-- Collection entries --

.....

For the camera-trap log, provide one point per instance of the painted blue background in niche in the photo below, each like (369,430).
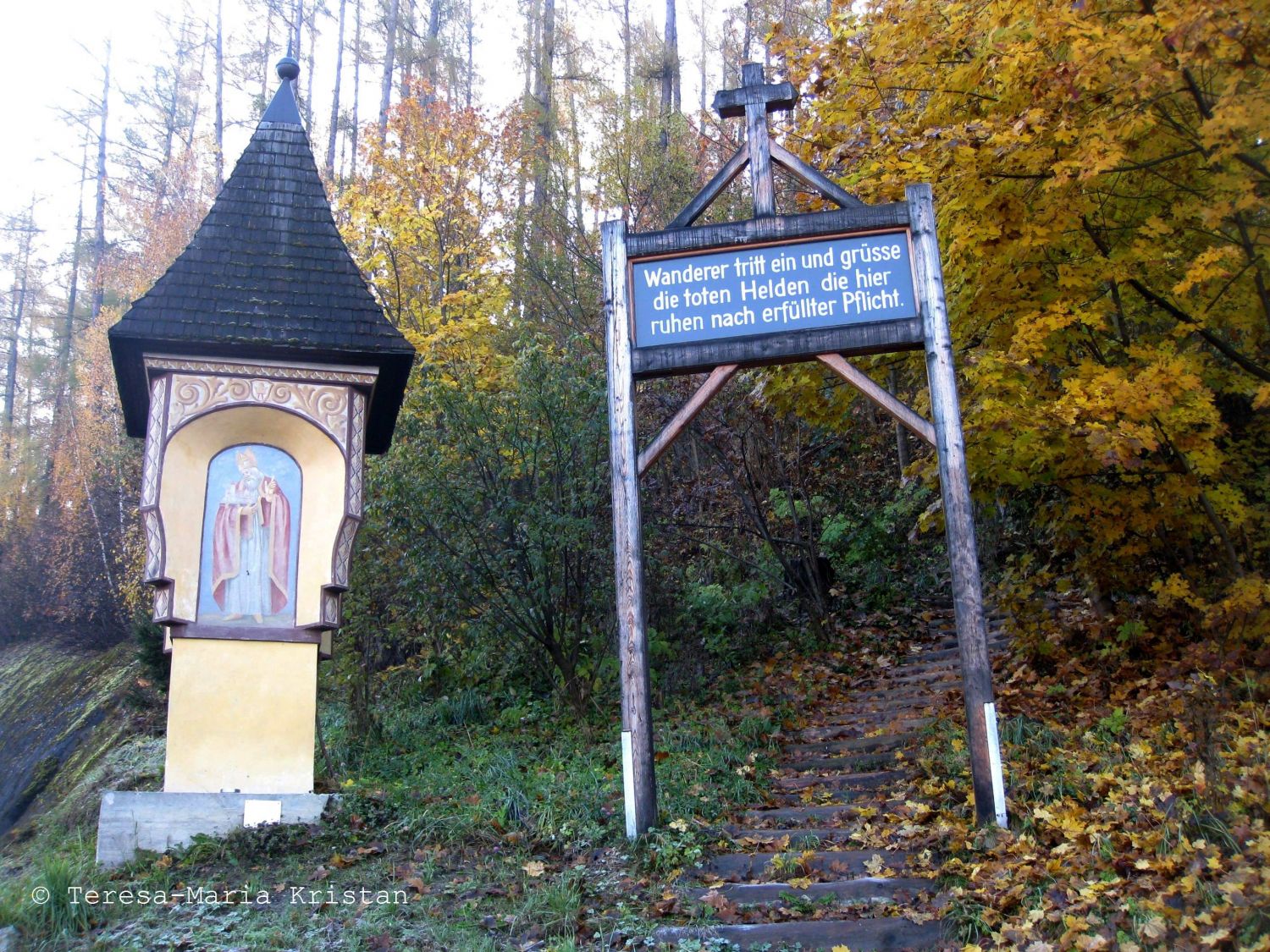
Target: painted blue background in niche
(226,482)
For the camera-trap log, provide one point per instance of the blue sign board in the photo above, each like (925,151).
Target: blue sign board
(749,291)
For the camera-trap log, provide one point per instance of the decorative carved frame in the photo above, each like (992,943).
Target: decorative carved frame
(333,399)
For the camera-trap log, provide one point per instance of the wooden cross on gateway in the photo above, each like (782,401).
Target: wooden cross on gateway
(754,99)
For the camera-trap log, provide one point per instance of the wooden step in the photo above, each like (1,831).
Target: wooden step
(843,746)
(799,814)
(888,696)
(855,763)
(856,934)
(736,867)
(870,779)
(899,718)
(861,889)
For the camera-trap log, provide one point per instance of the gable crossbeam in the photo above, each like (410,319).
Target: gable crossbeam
(754,99)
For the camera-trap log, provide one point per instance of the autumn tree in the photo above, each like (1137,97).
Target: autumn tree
(1102,183)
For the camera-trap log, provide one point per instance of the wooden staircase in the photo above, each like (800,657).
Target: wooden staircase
(798,876)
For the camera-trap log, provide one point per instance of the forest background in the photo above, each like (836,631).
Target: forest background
(1100,175)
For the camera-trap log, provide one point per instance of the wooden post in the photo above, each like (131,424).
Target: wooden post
(972,630)
(639,781)
(759,145)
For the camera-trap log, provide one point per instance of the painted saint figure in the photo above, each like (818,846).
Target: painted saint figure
(251,545)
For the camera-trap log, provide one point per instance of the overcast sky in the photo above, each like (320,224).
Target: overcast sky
(51,58)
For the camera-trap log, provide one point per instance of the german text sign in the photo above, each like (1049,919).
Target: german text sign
(751,291)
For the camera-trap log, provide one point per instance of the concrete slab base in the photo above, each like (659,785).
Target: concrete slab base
(132,820)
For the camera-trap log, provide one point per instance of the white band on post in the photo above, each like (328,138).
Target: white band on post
(998,781)
(629,784)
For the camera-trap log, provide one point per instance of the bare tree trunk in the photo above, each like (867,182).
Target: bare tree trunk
(357,81)
(25,226)
(670,74)
(220,96)
(389,53)
(472,70)
(671,91)
(703,56)
(576,146)
(68,342)
(432,51)
(312,65)
(334,101)
(543,93)
(627,47)
(264,56)
(99,218)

.....

-- Task goal --
Retype the lines above without alteration. The first is the one containing "Target: overcast sky", and the last is the final line of the data.

-- Answer to this exercise --
Target: overcast sky
(51,58)
For the camera-trap log, provide one point per instance of the german text sign in the photo above, each like (1049,919).
Target: german text sign
(751,291)
For the camera-trap log, provide one point per instance of the concrete slab base in the photo above, each like (659,785).
Target: concrete slab base
(132,820)
For the camera-trap log, provide one point per instance of the white band on post in the photo above, each like (328,138).
Target: white band on post
(998,781)
(629,784)
For the camera-trap log, provide one point per instance of the bare tree trunk in the photo above, each like (867,182).
Target: bare tree trunk
(357,81)
(25,226)
(670,74)
(220,96)
(389,53)
(472,70)
(671,91)
(703,56)
(576,146)
(68,342)
(432,51)
(312,65)
(334,101)
(543,93)
(627,47)
(264,56)
(99,218)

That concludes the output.